■ **CONSIGNE**
Prolongez le texte ci-dessous sur la COP 28 en reprenant juste après sa dernière phrase.

News - 27.11.2023

La COP 28 : Raison et scepticisme

La COP 28 : Raison et scepticisme

Par Pr Samir Allal - La COP  28 ouvre prochainement ses portes à Dubai [aux Émirats arabes unis, du 30 novembre au 12 décembre], l’une des économies les plus dépendantes de l’extraction de pétrole.

Une COP sans importance, une simple occasion pour faire le point sur le désastre en marche et de multiplier les opérations de greenwashing [Faut-il aller à la COP 28? Organiser une conférence sur le climat à Dubaï, une opération de greenwashing.]. Le constat est plutôt amer : le désastre est en marche et l’avenir n’est pas mieux.

Le récent rapport du Programme des Nations Unis pour l’environnement (UNEP), basé sur les objectifs affichés par les grands producteurs d’énergie fossile, est alarmant. Il prévoit une hausse de la production de pétrole et de gaz naturel, au moins jusqu’en 2050.

Dans un contexte d’aggravation des crises, la guerre en Palestine et en Ukraine, souligne l’urgence de s’éloigner des combustibles fossiles. L’épineuse question du rythme de sortie du pétrole et du gaz d’origine fossile sera au cœur des débats à Dubaï.

Que peut-on attendre de cette conférence ? Pas grand-chose : les compagnies pétrolières y seront très présentes, souvent intégrées dans les délégations nationales et veilleront au grain. 

On y fera de belles déclarations. On se contentera de murmurer qu’on pourrait ramener la hausse de température de 2,9 à 2,5 °C et, signe d’impuissance absolue, on insistera sur la nécessité de se préparer au pire, et de prévoir des mesures de compensation des catastrophes inévitables à venir. (Jacques Attali)

Presque personne ne dira qu’il faudrait aller bien plus loin qu’un simple remplacement d’une source d’énergie par une autre, et qu’il faudrait changer radicalement notre mode de développement et lutter contre les inégalités.

■ **DONNÉES FOURNIES**
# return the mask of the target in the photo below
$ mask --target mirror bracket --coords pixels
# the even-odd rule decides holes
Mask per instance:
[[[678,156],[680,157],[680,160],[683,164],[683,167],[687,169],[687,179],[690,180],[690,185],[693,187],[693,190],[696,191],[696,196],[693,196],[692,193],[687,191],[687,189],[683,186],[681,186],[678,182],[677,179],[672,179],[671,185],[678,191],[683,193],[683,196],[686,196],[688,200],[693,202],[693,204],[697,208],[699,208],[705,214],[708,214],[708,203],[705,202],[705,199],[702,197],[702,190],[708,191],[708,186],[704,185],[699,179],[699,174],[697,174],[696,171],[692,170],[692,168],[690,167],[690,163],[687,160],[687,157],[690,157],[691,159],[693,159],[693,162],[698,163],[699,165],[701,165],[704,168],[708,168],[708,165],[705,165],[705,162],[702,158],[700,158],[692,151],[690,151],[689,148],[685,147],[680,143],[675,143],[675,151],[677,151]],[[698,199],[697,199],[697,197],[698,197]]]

* * *

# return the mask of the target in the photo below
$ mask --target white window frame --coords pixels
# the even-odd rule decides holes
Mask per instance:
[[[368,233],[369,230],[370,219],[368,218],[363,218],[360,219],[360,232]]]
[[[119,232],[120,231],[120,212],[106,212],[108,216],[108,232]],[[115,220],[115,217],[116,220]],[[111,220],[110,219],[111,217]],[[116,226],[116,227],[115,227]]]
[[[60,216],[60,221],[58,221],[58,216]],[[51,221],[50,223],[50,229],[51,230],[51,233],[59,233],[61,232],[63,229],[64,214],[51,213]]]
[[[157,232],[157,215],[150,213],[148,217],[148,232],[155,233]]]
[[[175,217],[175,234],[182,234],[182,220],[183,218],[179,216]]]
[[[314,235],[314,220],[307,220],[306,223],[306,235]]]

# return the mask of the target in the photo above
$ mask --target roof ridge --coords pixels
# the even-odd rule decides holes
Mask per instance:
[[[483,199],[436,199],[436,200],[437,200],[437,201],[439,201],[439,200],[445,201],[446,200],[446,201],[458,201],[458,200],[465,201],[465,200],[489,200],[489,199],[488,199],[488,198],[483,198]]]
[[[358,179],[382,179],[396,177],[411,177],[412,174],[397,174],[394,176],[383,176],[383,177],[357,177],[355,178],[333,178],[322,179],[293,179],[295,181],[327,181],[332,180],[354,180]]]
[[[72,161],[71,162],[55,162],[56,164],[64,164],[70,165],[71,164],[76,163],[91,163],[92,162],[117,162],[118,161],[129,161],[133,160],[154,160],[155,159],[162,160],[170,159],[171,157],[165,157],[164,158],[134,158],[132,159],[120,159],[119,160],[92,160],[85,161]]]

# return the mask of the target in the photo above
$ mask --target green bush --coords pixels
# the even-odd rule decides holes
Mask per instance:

...

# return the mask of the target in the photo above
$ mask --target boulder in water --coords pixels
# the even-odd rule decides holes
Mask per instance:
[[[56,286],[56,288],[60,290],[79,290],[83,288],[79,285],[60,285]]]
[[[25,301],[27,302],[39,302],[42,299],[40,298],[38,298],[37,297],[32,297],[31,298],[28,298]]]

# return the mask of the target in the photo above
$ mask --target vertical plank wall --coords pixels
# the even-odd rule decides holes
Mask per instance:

■ **CORRIGÉ**
Les crises de l’inégalité et de la biosphère s’entremêlent. La montée des inégalités étant tout à la fois l’une des causes et l’une des conséquences de la dégradation des conditions d’habitabilité de la planète.

« Toutes choses étant causées et causantes, médiates et immédiates, et toutes s'entretenant par un lien naturel et insensible qui lie les plus éloignées et les plus différentes » écrivait Pascal, un génie polyvalent.

Cette phrase de Pascal, perdue dans les éditions des Pensées et souvent ignorée, exprime l'exigence primordiale de toute connaissance pertinente, laquelle ne peut que relier ce qui est séparé ou disjoint.

Elle dépasse le principe analytique de connaissance qui est celui de Descartes dans son Discours de la méthode : « Diviser chacune des difficultés que j'examinerais en autant de parcelles qu'il se pourrait et qu'il serait requis pour les mieux résoudre. »

Dénicher par Edgar Morin, Cette longue phrase de Pascal, suppose une méthode « méta cartésienne » qui oppose « au principe de division un principe de reliance ».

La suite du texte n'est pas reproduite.